### [Testo selezionato]
Sul tema delle cure palliative e morte medicalmente assistita una precisazione doverosa arriva da Giorgio Trizzino. fondatore della Samot.
“La Samot, ente del Terzo Settore che da quasi quarant’anni opera con dedizione nel campo delle cure palliative domiciliari, ritiene necessario intervenire in merito all’articolo recentemente pubblicato sul vostro giornale, in cui si riporta la posizione di Samo Onlus sul suicidio assistito e si fa generico riferimento ad “altre organizzazioni simili”, lasciando intendere una presunta comunanza di vedute che, per quanto riguarda la nostra realtà, non corrisponde al vero.
Samot precisa di condividere integralmente la posizione espressa dalla Società Italiana di Cure Palliative (SICP) e dalla Federazione Cure Palliative (FCP), a cui aderisce. Una posizione chiaramente illustrata nel corso di una recente audizione parlamentare, dove è stato ribadito che cure palliative e morte medicalmente assistita costituiscono fattispecie eticamente, clinicamente e giuridicamente distinte, che non possono né devono essere confuse o sovrapposte. Le cure palliative non si oppongono al diritto all’autodeterminazione: semmai, ne sono la premessa fondamentale, perché offrono un contesto di cura competente, umano e rispettoso in cui quel diritto può essere esercitato consapevolmente.
Chi contrappone cure palliative e suicidio medicalmente assistito – come se fossero due soluzioni alternative, una “giusta” e una “sbagliata” – tradisce la complessità del dibattito e, soprattutto, svilisce il senso stesso delle cure palliative. Chi quotidianamente accompagna persone affette da malattie inguaribili sa bene che esistono situazioni di sofferenza estrema, refrattaria a ogni trattamento, in cui nemmeno le migliori cure palliative riescono a lenire completamente il dolore, fisico o esistenziale. È in questi casi che alcune persone, pur assistite con la massima cura e attenzione, arrivano a chiedere di porre fine alla propria vita per motivi legati alla percezione della dignità, dell’identità o della perdita di senso.
Per questo, Samot respinge con fermezza ogni lettura semplicistica o ideologica che riduca la questione della morte medicalmente assistita a un attacco alla dignità umana. È una rappresentazione retorica che nega la pluralità dei vissuti, la complessità dei bisogni e, soprattutto, il diritto della persona a vedere riconosciuta la propria libertà di scelta anche nella fase finale dell’esistenza.
Le cure palliative non sono uno strumento per trattenere la vita ad ogni costo, né una trincea contro la libertà. Sono, al contrario, l’espressione più alta di una medicina che accompagna, sostiene e si prende cura, senza imporre nulla. Offrono possibilità, non imposizioni. Ed è per questo che vanno difese da ogni forma di strumentalizzazione: tanto da chi le ignora e le sottovaluta, quanto da chi le usa come alibi per negare il confronto aperto e laico sul tema del fine vita.

### [Materiale di partenza]
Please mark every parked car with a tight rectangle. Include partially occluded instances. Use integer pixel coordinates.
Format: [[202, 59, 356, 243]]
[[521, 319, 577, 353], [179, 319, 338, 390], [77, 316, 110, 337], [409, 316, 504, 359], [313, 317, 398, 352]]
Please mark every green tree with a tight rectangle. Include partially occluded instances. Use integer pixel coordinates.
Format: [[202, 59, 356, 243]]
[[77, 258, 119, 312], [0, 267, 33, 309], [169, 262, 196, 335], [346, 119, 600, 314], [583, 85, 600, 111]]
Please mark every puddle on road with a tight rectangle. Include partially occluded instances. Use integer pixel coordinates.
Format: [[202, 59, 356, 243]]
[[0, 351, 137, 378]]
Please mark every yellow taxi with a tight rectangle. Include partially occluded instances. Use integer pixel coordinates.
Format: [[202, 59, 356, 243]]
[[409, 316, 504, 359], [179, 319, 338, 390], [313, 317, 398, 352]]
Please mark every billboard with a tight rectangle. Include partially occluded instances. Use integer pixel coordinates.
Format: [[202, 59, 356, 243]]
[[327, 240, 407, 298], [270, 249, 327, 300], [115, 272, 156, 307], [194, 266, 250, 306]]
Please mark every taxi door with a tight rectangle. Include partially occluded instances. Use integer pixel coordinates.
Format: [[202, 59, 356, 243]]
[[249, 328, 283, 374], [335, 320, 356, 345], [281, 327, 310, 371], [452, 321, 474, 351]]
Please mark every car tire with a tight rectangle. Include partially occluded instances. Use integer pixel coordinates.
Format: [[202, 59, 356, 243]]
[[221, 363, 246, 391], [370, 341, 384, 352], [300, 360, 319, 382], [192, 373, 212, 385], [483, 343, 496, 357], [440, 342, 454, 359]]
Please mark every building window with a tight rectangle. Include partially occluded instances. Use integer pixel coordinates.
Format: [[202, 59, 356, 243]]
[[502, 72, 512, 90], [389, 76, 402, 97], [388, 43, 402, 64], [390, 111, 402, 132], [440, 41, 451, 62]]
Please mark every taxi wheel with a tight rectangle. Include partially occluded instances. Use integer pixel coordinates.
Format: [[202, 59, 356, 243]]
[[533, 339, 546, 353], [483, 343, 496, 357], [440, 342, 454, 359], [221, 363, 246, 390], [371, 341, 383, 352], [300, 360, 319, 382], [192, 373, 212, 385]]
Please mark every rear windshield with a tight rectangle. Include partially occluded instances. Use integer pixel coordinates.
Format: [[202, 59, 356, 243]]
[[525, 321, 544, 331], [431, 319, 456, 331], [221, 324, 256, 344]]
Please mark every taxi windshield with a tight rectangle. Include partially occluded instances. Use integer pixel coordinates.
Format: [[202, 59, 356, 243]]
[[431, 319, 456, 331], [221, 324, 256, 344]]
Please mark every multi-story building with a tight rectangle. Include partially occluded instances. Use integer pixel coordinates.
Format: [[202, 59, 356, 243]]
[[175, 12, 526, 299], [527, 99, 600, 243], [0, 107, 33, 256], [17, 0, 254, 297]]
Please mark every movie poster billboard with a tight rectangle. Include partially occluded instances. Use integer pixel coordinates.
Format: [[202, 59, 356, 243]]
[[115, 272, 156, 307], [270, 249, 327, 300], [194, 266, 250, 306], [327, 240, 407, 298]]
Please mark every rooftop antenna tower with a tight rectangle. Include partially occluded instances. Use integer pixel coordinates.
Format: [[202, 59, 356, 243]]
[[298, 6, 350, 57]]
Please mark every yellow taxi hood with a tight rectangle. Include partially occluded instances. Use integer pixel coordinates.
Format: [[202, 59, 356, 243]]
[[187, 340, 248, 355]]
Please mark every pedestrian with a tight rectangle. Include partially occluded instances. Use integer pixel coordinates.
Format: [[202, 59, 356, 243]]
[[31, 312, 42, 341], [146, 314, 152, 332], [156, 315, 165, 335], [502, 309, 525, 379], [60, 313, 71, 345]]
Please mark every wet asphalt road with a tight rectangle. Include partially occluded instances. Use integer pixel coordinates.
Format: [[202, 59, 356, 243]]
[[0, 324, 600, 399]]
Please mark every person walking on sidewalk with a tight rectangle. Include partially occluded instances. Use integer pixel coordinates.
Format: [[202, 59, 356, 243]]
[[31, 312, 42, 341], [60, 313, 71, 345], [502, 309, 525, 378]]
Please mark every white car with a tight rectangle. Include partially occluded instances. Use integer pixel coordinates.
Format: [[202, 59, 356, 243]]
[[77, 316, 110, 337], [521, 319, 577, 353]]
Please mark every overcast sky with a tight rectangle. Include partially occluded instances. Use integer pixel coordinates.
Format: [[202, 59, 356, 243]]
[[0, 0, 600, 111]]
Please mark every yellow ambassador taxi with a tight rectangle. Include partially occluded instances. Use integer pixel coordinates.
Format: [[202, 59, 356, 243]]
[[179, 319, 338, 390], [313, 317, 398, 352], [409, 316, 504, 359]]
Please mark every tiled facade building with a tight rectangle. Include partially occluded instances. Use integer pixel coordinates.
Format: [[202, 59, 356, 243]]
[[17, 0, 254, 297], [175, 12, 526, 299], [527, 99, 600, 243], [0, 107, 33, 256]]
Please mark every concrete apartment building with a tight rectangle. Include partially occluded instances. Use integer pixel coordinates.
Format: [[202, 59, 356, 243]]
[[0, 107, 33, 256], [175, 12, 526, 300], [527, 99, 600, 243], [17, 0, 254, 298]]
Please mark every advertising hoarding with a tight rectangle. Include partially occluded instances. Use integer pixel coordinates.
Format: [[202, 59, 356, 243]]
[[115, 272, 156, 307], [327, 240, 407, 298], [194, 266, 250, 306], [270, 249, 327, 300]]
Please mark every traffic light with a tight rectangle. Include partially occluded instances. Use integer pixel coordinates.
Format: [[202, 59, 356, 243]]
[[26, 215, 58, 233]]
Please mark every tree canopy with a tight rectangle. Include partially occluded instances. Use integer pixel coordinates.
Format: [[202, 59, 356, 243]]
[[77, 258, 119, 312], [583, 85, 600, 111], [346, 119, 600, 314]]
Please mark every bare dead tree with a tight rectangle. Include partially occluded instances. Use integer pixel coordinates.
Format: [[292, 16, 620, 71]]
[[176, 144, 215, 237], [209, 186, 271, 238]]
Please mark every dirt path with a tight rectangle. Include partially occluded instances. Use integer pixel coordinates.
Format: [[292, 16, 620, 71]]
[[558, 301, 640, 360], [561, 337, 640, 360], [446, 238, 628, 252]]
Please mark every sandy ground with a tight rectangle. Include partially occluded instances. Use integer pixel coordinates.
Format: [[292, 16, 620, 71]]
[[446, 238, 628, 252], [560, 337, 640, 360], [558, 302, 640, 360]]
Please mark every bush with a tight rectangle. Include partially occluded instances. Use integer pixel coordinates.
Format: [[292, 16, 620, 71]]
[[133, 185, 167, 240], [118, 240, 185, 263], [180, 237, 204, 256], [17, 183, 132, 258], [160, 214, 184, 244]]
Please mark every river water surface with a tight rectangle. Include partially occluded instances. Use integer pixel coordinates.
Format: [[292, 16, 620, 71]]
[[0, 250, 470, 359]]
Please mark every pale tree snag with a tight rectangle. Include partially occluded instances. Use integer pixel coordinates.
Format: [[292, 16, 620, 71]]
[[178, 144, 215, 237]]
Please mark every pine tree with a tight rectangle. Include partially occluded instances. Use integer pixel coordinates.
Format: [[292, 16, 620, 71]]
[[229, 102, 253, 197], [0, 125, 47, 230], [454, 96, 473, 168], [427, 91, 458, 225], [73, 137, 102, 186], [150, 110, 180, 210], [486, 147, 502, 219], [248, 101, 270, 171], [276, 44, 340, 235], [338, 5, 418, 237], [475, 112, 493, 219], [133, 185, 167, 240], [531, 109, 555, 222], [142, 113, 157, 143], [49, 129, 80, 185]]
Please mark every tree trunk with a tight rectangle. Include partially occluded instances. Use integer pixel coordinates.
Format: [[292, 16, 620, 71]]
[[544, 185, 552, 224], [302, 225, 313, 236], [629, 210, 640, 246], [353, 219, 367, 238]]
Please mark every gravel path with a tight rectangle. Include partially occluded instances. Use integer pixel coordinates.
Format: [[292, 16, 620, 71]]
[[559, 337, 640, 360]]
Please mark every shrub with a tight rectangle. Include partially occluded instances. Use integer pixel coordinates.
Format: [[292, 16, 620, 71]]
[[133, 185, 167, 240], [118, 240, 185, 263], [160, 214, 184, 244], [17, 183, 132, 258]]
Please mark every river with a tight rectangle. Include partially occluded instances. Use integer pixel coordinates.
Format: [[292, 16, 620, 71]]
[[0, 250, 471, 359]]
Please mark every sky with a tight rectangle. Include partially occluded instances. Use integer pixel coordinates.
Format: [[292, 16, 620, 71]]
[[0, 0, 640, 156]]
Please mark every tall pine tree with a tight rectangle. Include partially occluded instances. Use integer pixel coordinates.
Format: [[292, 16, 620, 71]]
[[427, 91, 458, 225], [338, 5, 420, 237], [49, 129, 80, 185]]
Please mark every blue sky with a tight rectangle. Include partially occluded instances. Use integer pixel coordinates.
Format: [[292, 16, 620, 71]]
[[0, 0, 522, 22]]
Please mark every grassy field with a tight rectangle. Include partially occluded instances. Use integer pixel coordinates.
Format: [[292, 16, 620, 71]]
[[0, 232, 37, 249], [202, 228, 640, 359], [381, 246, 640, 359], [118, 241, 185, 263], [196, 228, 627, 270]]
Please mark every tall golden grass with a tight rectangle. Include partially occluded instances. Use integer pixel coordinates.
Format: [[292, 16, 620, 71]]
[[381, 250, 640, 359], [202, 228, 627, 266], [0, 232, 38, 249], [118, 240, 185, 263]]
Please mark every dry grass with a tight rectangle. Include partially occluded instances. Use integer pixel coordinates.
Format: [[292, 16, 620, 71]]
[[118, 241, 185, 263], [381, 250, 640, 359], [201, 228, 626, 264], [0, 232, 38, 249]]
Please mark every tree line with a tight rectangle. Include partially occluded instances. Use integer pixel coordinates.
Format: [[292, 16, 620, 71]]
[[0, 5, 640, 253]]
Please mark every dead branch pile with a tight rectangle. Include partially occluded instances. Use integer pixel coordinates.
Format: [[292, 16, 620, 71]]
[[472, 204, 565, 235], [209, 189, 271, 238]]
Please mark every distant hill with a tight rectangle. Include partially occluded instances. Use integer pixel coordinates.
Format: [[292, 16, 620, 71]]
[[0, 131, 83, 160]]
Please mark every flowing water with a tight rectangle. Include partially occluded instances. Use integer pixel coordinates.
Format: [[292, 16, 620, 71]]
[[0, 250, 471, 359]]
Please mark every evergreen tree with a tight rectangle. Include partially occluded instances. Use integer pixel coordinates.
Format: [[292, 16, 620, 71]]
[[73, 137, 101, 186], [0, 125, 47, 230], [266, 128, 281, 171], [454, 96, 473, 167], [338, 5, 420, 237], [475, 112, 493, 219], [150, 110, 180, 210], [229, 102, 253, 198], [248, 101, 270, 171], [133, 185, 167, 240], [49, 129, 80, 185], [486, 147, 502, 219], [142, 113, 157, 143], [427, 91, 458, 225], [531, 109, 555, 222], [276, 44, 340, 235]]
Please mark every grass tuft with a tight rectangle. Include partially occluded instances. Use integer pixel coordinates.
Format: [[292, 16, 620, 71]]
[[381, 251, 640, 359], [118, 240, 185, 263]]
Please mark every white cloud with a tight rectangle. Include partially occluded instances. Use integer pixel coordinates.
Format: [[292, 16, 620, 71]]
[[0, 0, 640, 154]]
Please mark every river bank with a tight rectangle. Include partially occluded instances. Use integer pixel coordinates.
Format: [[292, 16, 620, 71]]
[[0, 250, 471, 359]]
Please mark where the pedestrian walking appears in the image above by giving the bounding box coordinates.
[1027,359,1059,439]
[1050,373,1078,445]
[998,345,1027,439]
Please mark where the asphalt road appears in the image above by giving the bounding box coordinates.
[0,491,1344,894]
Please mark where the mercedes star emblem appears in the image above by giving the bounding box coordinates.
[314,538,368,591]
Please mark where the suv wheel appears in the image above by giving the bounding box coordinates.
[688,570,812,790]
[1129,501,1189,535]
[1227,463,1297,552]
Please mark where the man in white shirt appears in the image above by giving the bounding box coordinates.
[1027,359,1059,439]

### [Scheda esercizio]
Modifica il testo sulle cure palliative riportando tutto il passo da "Chi contrappone cure" giù fino a "perdita di senso.", con "sofferenza estrema" sostituito da "sofferenza intensa".

### [Risposta al compito]
Chi contrappone cure palliative e suicidio medicalmente assistito – come se fossero due soluzioni alternative, una “giusta” e una “sbagliata” – tradisce la complessità del dibattito e, soprattutto, svilisce il senso stesso delle cure palliative. Chi quotidianamente accompagna persone affette da malattie inguaribili sa bene che esistono situazioni di sofferenza intensa, refrattaria a ogni trattamento, in cui nemmeno le migliori cure palliative riescono a lenire completamente il dolore, fisico o esistenziale. È in questi casi che alcune persone, pur assistite con la massima cura e attenzione, arrivano a chiedere di porre fine alla propria vita per motivi legati alla percezione della dignità, dell’identità o della perdita di senso.